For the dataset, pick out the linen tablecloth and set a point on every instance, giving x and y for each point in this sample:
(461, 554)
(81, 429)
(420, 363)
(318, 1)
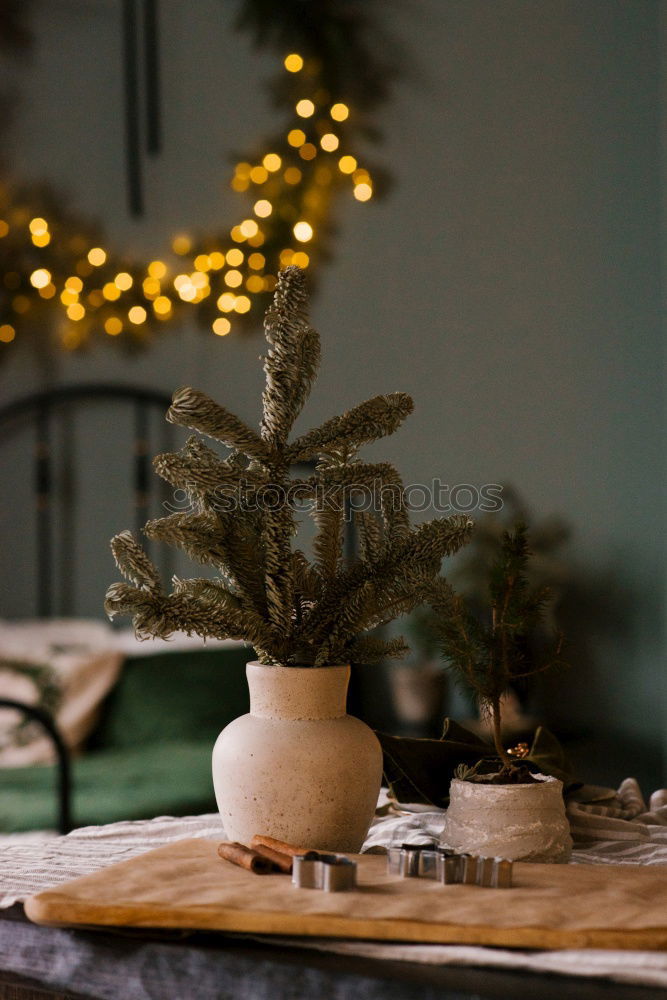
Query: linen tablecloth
(617, 828)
-*-*-
● **Given instruction**: Write out all the lines above again, requests included, and raise every coordinate in the answers by 144. Keep the numbers in the requests and their sample points unchanged, and leave the pictures out.

● **Exercise output**:
For the dataset, pick out the linen tablecloth and set a point on every instance, giving x and y for each point in this sample:
(461, 554)
(81, 429)
(420, 363)
(318, 1)
Query: linen tablecloth
(761, 972)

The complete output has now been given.